Text block
# # # #

Dizziness and Headache
About 21% of people taking rivastigmine capsules at therapeutic doses experience dizziness, compared with 11% on placebo. Headache affects roughly 17%, versus 12% on placebo. These effects are most noticeable in the early weeks and tend to diminish as the body adjusts to the medication. For most people, dizziness and headache are not persistent problems once they’ve been on a stable dose for several weeks.
Loss of Appetite and Weight Loss
This is one side effect that may not resolve as neatly as nausea. In clinical trials, 17% of people on rivastigmine developed significant appetite loss, compared with just 3% on placebo. Notably, researchers documented that neither the time course nor the severity of this appetite suppression is well characterized, meaning there’s no clear data on when it improves.

# # # #

Data for review
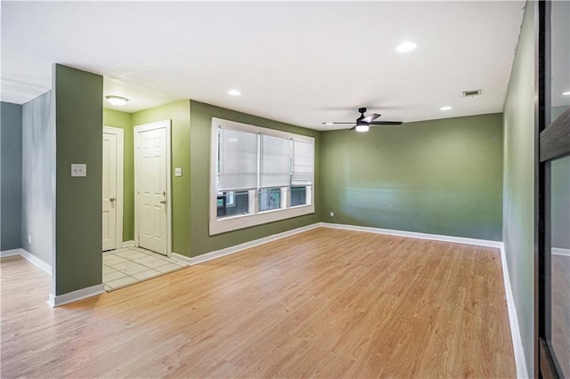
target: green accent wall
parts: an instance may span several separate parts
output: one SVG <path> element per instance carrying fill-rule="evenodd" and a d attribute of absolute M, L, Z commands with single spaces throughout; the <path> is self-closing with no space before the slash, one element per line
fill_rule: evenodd
<path fill-rule="evenodd" d="M 534 372 L 534 12 L 528 2 L 503 109 L 503 242 L 529 375 Z"/>
<path fill-rule="evenodd" d="M 103 125 L 123 129 L 123 242 L 134 239 L 134 154 L 131 114 L 103 109 Z"/>
<path fill-rule="evenodd" d="M 191 101 L 191 222 L 188 225 L 192 241 L 191 256 L 239 245 L 273 234 L 281 233 L 302 226 L 319 222 L 321 207 L 320 149 L 321 133 L 314 130 L 293 126 L 277 121 Z M 239 123 L 249 124 L 270 129 L 281 130 L 314 137 L 315 154 L 315 213 L 304 216 L 282 220 L 264 225 L 254 226 L 227 233 L 209 236 L 209 175 L 210 175 L 210 139 L 212 117 L 218 117 Z M 186 230 L 188 230 L 188 229 Z"/>
<path fill-rule="evenodd" d="M 501 240 L 501 123 L 490 114 L 323 133 L 321 221 Z"/>
<path fill-rule="evenodd" d="M 56 64 L 55 295 L 102 283 L 102 77 Z M 72 163 L 86 177 L 70 175 Z"/>
<path fill-rule="evenodd" d="M 172 251 L 190 255 L 190 101 L 183 100 L 131 115 L 134 126 L 172 120 Z M 183 176 L 174 176 L 182 167 Z"/>

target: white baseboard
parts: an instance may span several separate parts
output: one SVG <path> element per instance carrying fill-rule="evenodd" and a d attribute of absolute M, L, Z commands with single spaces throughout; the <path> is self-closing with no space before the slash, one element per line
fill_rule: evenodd
<path fill-rule="evenodd" d="M 560 247 L 552 247 L 552 254 L 555 255 L 570 256 L 570 249 L 563 249 Z"/>
<path fill-rule="evenodd" d="M 180 262 L 182 262 L 183 263 L 186 263 L 186 264 L 191 264 L 191 262 L 190 262 L 190 260 L 191 260 L 191 258 L 187 257 L 186 255 L 180 254 L 178 254 L 178 253 L 174 253 L 174 252 L 173 252 L 173 253 L 172 253 L 172 255 L 170 255 L 170 258 L 172 258 L 172 259 L 175 259 L 176 261 L 180 261 Z"/>
<path fill-rule="evenodd" d="M 507 267 L 507 255 L 505 254 L 504 245 L 501 246 L 501 265 L 502 266 L 502 278 L 505 286 L 505 295 L 507 297 L 507 308 L 509 310 L 509 322 L 510 324 L 510 338 L 513 342 L 513 351 L 515 354 L 515 365 L 517 367 L 517 377 L 528 378 L 528 370 L 526 369 L 526 359 L 525 358 L 525 349 L 523 348 L 523 340 L 520 336 L 520 328 L 518 327 L 518 318 L 517 317 L 517 307 L 515 306 L 515 299 L 513 298 L 513 291 L 510 287 L 510 279 L 509 278 L 509 267 Z"/>
<path fill-rule="evenodd" d="M 86 288 L 78 289 L 77 291 L 69 292 L 63 294 L 54 296 L 50 294 L 50 298 L 47 303 L 52 307 L 59 307 L 60 305 L 67 304 L 77 300 L 85 299 L 97 294 L 103 294 L 105 292 L 105 286 L 102 284 L 88 286 Z"/>
<path fill-rule="evenodd" d="M 253 241 L 245 242 L 243 244 L 236 245 L 234 246 L 226 247 L 224 249 L 213 251 L 210 253 L 206 253 L 201 255 L 198 255 L 195 257 L 188 258 L 183 255 L 176 254 L 182 262 L 190 263 L 191 265 L 202 263 L 204 262 L 211 261 L 213 259 L 220 258 L 222 256 L 229 255 L 232 254 L 235 254 L 240 252 L 241 250 L 248 249 L 250 247 L 257 246 L 259 245 L 266 244 L 268 242 L 275 241 L 277 239 L 284 238 L 285 237 L 293 236 L 294 234 L 302 233 L 306 230 L 310 230 L 312 229 L 315 229 L 321 226 L 320 222 L 314 223 L 307 226 L 303 226 L 301 228 L 293 229 L 291 230 L 283 231 L 282 233 L 273 234 L 273 236 L 265 237 L 263 238 L 255 239 Z M 174 254 L 173 254 L 174 257 Z M 178 259 L 178 258 L 176 258 Z"/>
<path fill-rule="evenodd" d="M 12 250 L 4 250 L 0 252 L 0 258 L 6 258 L 8 256 L 14 255 L 21 255 L 21 252 L 23 249 L 12 249 Z"/>
<path fill-rule="evenodd" d="M 467 238 L 464 237 L 441 236 L 439 234 L 418 233 L 415 231 L 394 230 L 391 229 L 371 228 L 368 226 L 345 225 L 339 223 L 321 222 L 325 228 L 343 229 L 346 230 L 365 231 L 369 233 L 387 234 L 389 236 L 409 237 L 411 238 L 430 239 L 433 241 L 453 242 L 456 244 L 476 245 L 478 246 L 501 248 L 502 242 L 487 239 Z"/>
<path fill-rule="evenodd" d="M 0 252 L 0 257 L 4 258 L 6 256 L 14 256 L 20 255 L 34 266 L 39 268 L 42 271 L 45 272 L 47 275 L 52 276 L 52 265 L 45 262 L 36 255 L 28 253 L 24 249 L 13 249 L 13 250 L 5 250 Z"/>

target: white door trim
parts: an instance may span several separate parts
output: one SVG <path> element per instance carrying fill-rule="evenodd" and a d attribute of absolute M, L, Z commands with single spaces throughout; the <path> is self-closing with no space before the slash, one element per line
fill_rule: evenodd
<path fill-rule="evenodd" d="M 115 248 L 123 247 L 123 165 L 125 150 L 125 132 L 121 128 L 103 126 L 103 133 L 117 136 L 117 224 Z"/>
<path fill-rule="evenodd" d="M 143 124 L 140 125 L 134 126 L 134 245 L 136 246 L 139 246 L 139 194 L 137 191 L 138 189 L 138 170 L 137 170 L 137 150 L 139 147 L 138 142 L 138 135 L 141 132 L 148 132 L 150 130 L 155 129 L 167 129 L 167 256 L 172 255 L 172 178 L 171 178 L 171 165 L 172 165 L 172 156 L 170 152 L 170 145 L 171 145 L 171 120 L 164 120 L 158 121 L 151 124 Z"/>

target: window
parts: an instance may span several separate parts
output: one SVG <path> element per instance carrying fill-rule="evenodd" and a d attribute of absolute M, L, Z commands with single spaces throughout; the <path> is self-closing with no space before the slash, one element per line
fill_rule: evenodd
<path fill-rule="evenodd" d="M 314 139 L 212 118 L 210 235 L 314 213 Z"/>

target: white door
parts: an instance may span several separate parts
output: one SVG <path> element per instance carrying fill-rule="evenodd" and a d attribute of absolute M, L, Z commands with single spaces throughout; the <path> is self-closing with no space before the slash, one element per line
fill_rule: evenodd
<path fill-rule="evenodd" d="M 138 245 L 165 255 L 169 253 L 169 125 L 135 128 Z"/>
<path fill-rule="evenodd" d="M 103 133 L 103 251 L 117 246 L 117 135 Z"/>

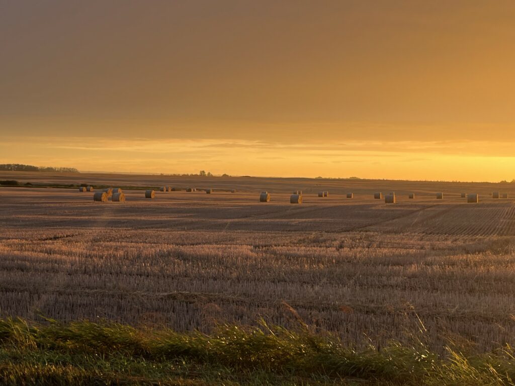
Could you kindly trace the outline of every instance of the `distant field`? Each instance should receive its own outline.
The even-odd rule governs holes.
[[[510,184],[9,172],[4,179],[238,191],[148,200],[131,190],[118,203],[77,189],[0,188],[0,317],[206,332],[262,317],[294,327],[285,302],[316,331],[360,346],[407,339],[419,318],[437,349],[449,339],[480,350],[515,344],[515,206],[490,196],[515,194]],[[290,204],[297,189],[304,203]],[[270,202],[258,202],[262,190]],[[330,197],[317,197],[321,190]],[[394,191],[398,203],[374,200],[380,191]],[[479,203],[466,203],[462,191],[478,192]]]

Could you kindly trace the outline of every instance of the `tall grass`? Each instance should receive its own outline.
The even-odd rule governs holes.
[[[2,384],[512,385],[514,354],[509,346],[482,354],[448,346],[439,356],[420,341],[356,350],[332,335],[262,321],[259,327],[220,326],[208,335],[0,320]]]

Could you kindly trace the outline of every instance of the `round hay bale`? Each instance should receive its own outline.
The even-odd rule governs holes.
[[[270,201],[270,195],[267,191],[262,191],[259,196],[260,202],[268,202]]]
[[[125,195],[123,194],[123,192],[121,191],[119,193],[113,193],[111,200],[115,202],[125,202]]]
[[[299,194],[294,194],[290,196],[290,204],[302,204],[302,195]]]
[[[97,191],[93,195],[94,201],[101,201],[102,202],[107,202],[108,197],[107,193],[105,191]]]

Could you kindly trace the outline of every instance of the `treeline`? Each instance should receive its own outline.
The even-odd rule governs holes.
[[[49,171],[54,173],[78,173],[75,168],[54,168],[49,166],[34,166],[21,164],[0,164],[0,170],[11,171]]]

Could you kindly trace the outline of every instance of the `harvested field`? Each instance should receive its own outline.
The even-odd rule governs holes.
[[[76,189],[0,188],[0,317],[294,327],[286,302],[316,330],[361,346],[408,339],[419,317],[436,349],[448,339],[481,350],[515,343],[515,205],[492,199],[492,184],[295,181],[297,206],[289,185],[263,180],[151,200],[124,189],[123,205]],[[273,199],[260,205],[264,188]],[[397,203],[374,200],[380,190],[398,192]]]

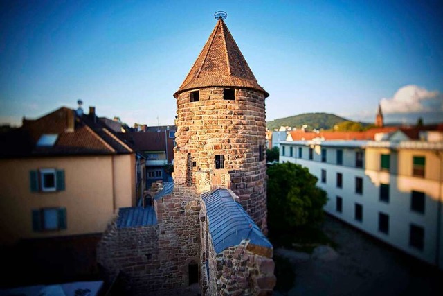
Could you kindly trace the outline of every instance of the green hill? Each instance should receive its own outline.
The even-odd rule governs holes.
[[[304,113],[300,115],[268,121],[266,125],[269,130],[279,128],[280,126],[301,128],[305,124],[307,125],[309,130],[314,130],[314,128],[317,130],[321,128],[329,130],[333,128],[336,124],[347,121],[349,121],[349,119],[329,113]]]

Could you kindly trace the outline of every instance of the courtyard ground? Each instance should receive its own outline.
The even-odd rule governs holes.
[[[275,250],[291,263],[296,275],[292,288],[274,295],[443,295],[443,272],[437,268],[330,216],[323,231],[338,245],[336,250]]]

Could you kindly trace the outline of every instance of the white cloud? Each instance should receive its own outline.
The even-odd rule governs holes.
[[[399,88],[392,98],[380,101],[383,114],[443,111],[443,94],[417,85]]]

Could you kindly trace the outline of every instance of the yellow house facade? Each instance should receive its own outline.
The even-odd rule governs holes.
[[[70,120],[73,129],[60,124]],[[61,108],[10,135],[5,143],[13,146],[27,134],[30,149],[1,151],[0,244],[101,233],[118,208],[135,205],[135,154],[98,124]]]

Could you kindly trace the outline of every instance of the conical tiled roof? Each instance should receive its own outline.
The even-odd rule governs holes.
[[[207,87],[251,88],[269,94],[257,82],[254,74],[222,19],[200,53],[174,97],[188,89]]]

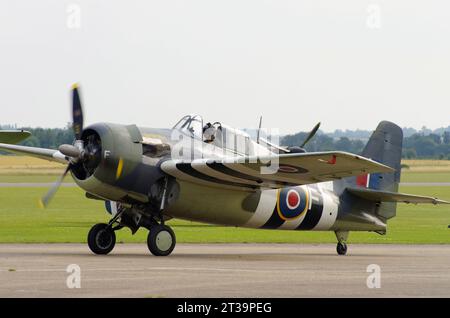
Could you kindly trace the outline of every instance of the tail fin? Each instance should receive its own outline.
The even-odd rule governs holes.
[[[374,173],[356,178],[356,184],[370,189],[390,192],[398,191],[401,173],[403,131],[394,123],[382,121],[373,132],[362,152],[370,158],[395,169],[392,173]],[[389,219],[395,216],[396,203],[383,202],[378,214]]]

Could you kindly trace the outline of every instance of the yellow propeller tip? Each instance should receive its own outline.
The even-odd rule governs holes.
[[[45,208],[44,202],[42,202],[41,199],[38,200],[38,206],[39,206],[41,209],[44,209],[44,208]]]

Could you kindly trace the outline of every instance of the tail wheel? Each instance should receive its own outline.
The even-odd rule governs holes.
[[[336,252],[339,255],[347,254],[347,244],[339,242],[336,246]]]
[[[89,231],[88,245],[95,254],[108,254],[116,245],[116,234],[108,224],[96,224]]]
[[[147,246],[155,256],[167,256],[175,248],[175,233],[166,225],[155,225],[150,228]]]

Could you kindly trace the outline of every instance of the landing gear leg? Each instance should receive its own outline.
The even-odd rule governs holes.
[[[164,189],[161,197],[161,204],[159,207],[159,223],[155,220],[154,225],[150,227],[150,232],[147,237],[147,246],[150,252],[155,256],[168,256],[175,248],[176,238],[172,229],[164,224],[162,211],[164,210],[166,202],[167,184],[169,179],[164,180]]]
[[[106,255],[111,252],[116,245],[115,230],[122,228],[120,225],[113,228],[113,224],[119,219],[125,209],[121,209],[109,221],[108,224],[95,224],[88,234],[88,246],[95,254]]]
[[[336,246],[336,252],[339,255],[345,255],[347,254],[347,239],[348,239],[348,231],[335,231],[336,238],[338,240],[337,246]]]

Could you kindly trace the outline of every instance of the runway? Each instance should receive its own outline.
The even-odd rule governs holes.
[[[70,264],[81,288],[67,286]],[[370,264],[380,288],[367,286]],[[450,245],[353,244],[338,256],[334,244],[178,244],[155,257],[145,244],[107,256],[84,244],[0,244],[0,296],[449,297],[449,269]]]

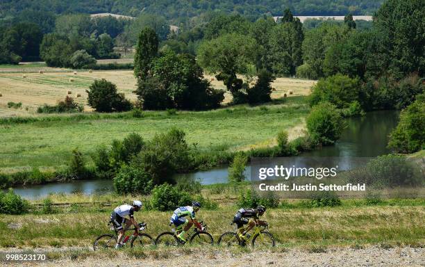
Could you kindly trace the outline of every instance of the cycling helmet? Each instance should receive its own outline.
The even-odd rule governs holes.
[[[133,201],[133,204],[134,206],[137,206],[137,207],[138,207],[139,208],[141,208],[141,207],[142,207],[142,202],[141,202],[141,201],[139,201],[139,200],[135,200],[135,201]]]
[[[258,207],[257,207],[257,210],[260,212],[265,212],[266,210],[266,208],[265,207],[262,205],[258,205]]]

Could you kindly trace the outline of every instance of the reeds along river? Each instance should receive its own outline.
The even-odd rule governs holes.
[[[394,111],[374,111],[364,117],[349,118],[347,128],[335,145],[303,153],[301,156],[342,157],[346,164],[350,165],[350,158],[352,157],[372,157],[388,154],[390,152],[387,148],[388,135],[397,125],[398,120],[399,112]],[[199,179],[203,184],[225,183],[227,181],[227,167],[224,165],[208,171],[178,174],[175,178]],[[249,172],[248,166],[246,170],[247,177],[249,177]],[[76,181],[15,188],[16,193],[30,200],[43,198],[52,193],[95,194],[112,191],[111,180]]]

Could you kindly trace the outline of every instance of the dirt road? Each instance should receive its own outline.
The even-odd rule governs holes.
[[[425,266],[425,248],[371,247],[365,249],[328,249],[314,252],[299,249],[273,252],[235,252],[217,249],[180,249],[140,255],[128,254],[85,259],[67,257],[38,264],[39,266]],[[10,265],[9,265],[10,266]]]

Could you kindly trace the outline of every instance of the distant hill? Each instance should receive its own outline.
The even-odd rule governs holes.
[[[160,15],[174,22],[222,11],[258,17],[282,15],[289,8],[297,15],[335,16],[349,13],[371,15],[383,0],[1,0],[0,18],[25,10],[62,13],[114,13],[137,17],[140,12]]]

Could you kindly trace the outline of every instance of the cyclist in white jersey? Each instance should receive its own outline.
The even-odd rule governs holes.
[[[142,208],[142,202],[139,200],[135,200],[133,202],[133,205],[125,204],[114,209],[110,215],[110,221],[114,224],[119,233],[115,248],[119,248],[124,245],[122,238],[124,236],[124,231],[131,225],[135,227],[135,234],[139,234],[139,225],[134,219],[133,214],[134,211],[139,211],[140,208]],[[126,219],[125,216],[128,216],[129,219]],[[123,228],[122,224],[125,224],[125,228]]]

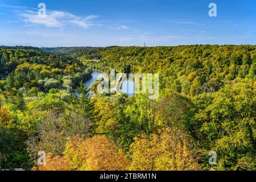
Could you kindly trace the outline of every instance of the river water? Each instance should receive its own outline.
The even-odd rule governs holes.
[[[101,78],[104,78],[104,73],[94,71],[92,74],[92,77],[85,82],[85,85],[88,88],[89,88],[97,79],[100,79]],[[134,94],[134,82],[129,80],[124,81],[122,85],[122,92],[127,94],[129,97],[132,97]]]

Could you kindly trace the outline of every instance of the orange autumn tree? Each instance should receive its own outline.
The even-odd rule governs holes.
[[[77,135],[69,138],[63,156],[48,154],[46,164],[33,170],[122,171],[129,165],[124,152],[105,136],[84,139]]]
[[[200,170],[196,144],[184,131],[167,129],[136,137],[131,146],[130,170]]]
[[[70,138],[64,154],[75,170],[121,171],[129,166],[124,152],[105,136]]]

# # # #

Assigned task A
Repeat the rivastigmine side effects text word for word from "Loss of Appetite" to "when it improves.".
Assigned task B
List every percentage that the rivastigmine side effects text gives for people on placebo, along with the side effect each one refers to.
Assigned task C
Carry on writing the rivastigmine side effects text from its last sentence.
The items have no connection to the rivastigmine side effects text.

Expected output A
Loss of Appetite and Weight Loss
This is one side effect that may not resolve as neatly as nausea. In clinical trials, 17% of people on rivastigmine developed significant appetite loss, compared with just 3% on placebo. Notably, researchers documented that neither the time course nor the severity of this appetite suppression is well characterized, meaning there’s no clear data on when it improves.

Expected output B
11% (dizziness), 12% (headache), 3% (significant appetite loss)

Expected output C
Weight loss is a recognized class effect of all medications in this category, not just rivastigmine. It can be a slow, ongoing issue rather than something that peaks and fades. People who weigh less than about 50 kg (110 pounds) are at higher risk of side effects overall because they can end up with relatively higher drug concentrations in their blood. Tracking weight regularly matters, especially in older adults who may already be eating less than they should.
The Patch vs. Oral Capsules
The transdermal patch delivers rivastigmine through the skin at a steady rate, bypassing the gut. This makes a significant difference: clinical trials found that the 9.5 mg/24-hour patch caused roughly one-third the rate of gastrointestinal side effects compared with the capsule at a similar therapeutic dose. The patch still works the same way once the drug reaches the brain, so it’s equally effective for its intended purpose.
Because the patch bypasses the stomach, food and drink have no effect on absorption or side effects. With the oral capsule, taking it with food can help blunt nausea. The patch can cause its own unique issue, skin irritation at the application site, which is managed by rotating where you place it. This local redness typically fades within a day or two after the patch is removed from that spot.
What Affects How Long Side Effects Last
Several factors influence your individual timeline:
- Dose level: Higher doses produce more side effects. People on 6 to 12 mg per day of the oral form had substantially higher rates of every common side effect compared with those on lower doses or placebo.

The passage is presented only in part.